Отрывок страницы
● ● ● ● ● ● ●

Труд писателя - Александр Цейтлин
Шрифт:
Интервал:
Закладка:
Не отвлеченное логическое мышление лежит в основе творчества писателя, а «вечно живое» движение его образов.
Гёте, например, заявлял, что если он когда-либо чувствовал как поэт потребность в выражении какой-либо идеи, то делал это лишь в маленьких стихотворениях, связанных определенным единством и легко обозримых. Что же касается до произведений большого объема, то единственное из них, «где я сознательно старался провести определенную идею, — это мое «Избирательное сродство». Роман стал, благодаря этому, более ясным для рассудка; но я отнюдь не хочу этим сказать, что он стал от этого лучше».
Следует ли отсюда вывод, что «поэтическое произведение тем лучше, чем оно несоизмеримее и недоступнее для рассудка», как заявлял Гёте в той же замечательной беседе 6 мая 1827 года? Согласиться с этим — значило бы признать «рассудок» враждебным искусству, что было бы, конечно, абсолютно ложным выводом. Даже признавая, что Гёте «интересовала жизнь Тассо», мы нисколько не снимаем вопроса о существовании концепции, обусловившей собою действие этой драмы, жизнь ее героев. Стремясь избегнуть абстрактно-логического понимания идеи, Белинский указывал, что «искусство... допускает только идеи поэтические, а поэтическая идея — это не силлогизм, не догмат, не правило, это живая страсть, это пафос... В пафосе поэт является влюбленным в идею...»
Идея художника приобретает поэтическую форму, ложится в основу словесно-образной ткани произведения. Флобер не раз указывал на то, что самая оригинальность стиля вытекает из концепции, что любая фраза писателя «до отказа насыщена идеей». «Идеи, — говорил он, — должны вытекать одна из другой, увлекая читателя в водоворот метафор и трепетных фраз». Как удачно выразился Короленко, «художественной идее» предстоит «найти свой образ». Бальзак выразил ту же мысль, говоря о том, что «уделом сознания» художника, творческим оружием его «является идея, ставшая персонажем». Подлинно художественное произведение характеризуется именно таким органическим слиянием идеи с образом и внешними сторонами стиля.

● ● ● ● ● ● ●

Строки данных

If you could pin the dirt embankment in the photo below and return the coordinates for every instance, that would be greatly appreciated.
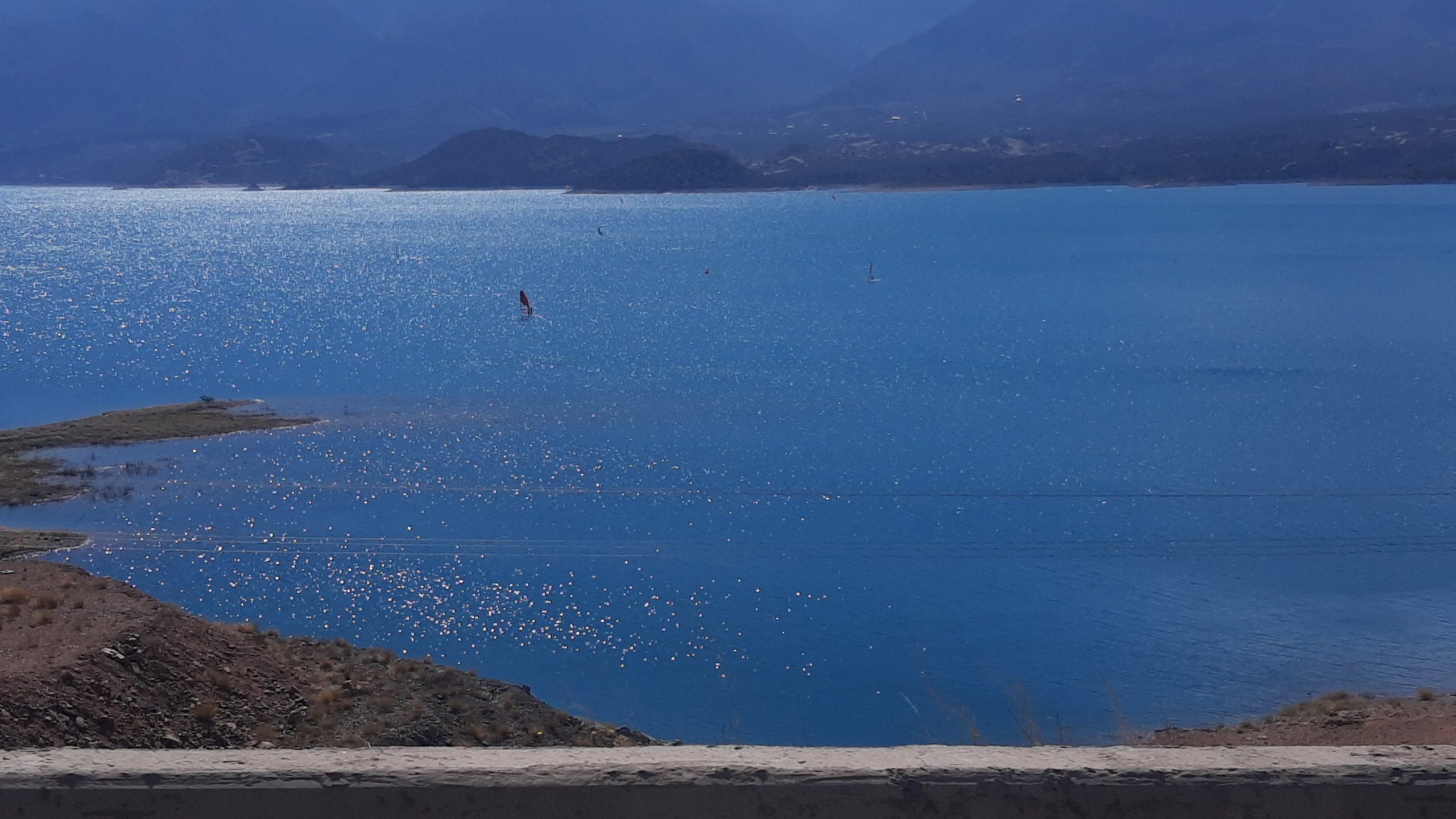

● ● ● ● ● ● ●

Что нужно сделать
Проверьте по отрывку о труде писателя, верны ли утверждения ниже. На каждое ответьте «да» или «нет» и дословно приведите слова отрывка, которые это решают.
1. Гёте считал, что «Избирательное сродство» стало лучше благодаря сознательно проведённой в нём идее.
2. Беседа Гёте, о которой говорится в отрывке, состоялась 6 мая 1827 года.
3. По словам Белинского, поэтическая идея — это силлогизм.

Ответ к заданию
1. Нет: «но я отнюдь не хочу этим сказать, что он стал от этого лучше».
2. Да: «в той же замечательной беседе 6 мая 1827 года».
3. Нет: «поэтическая идея — это не силлогизм, не догмат, не правило, это живая страсть, это пафос».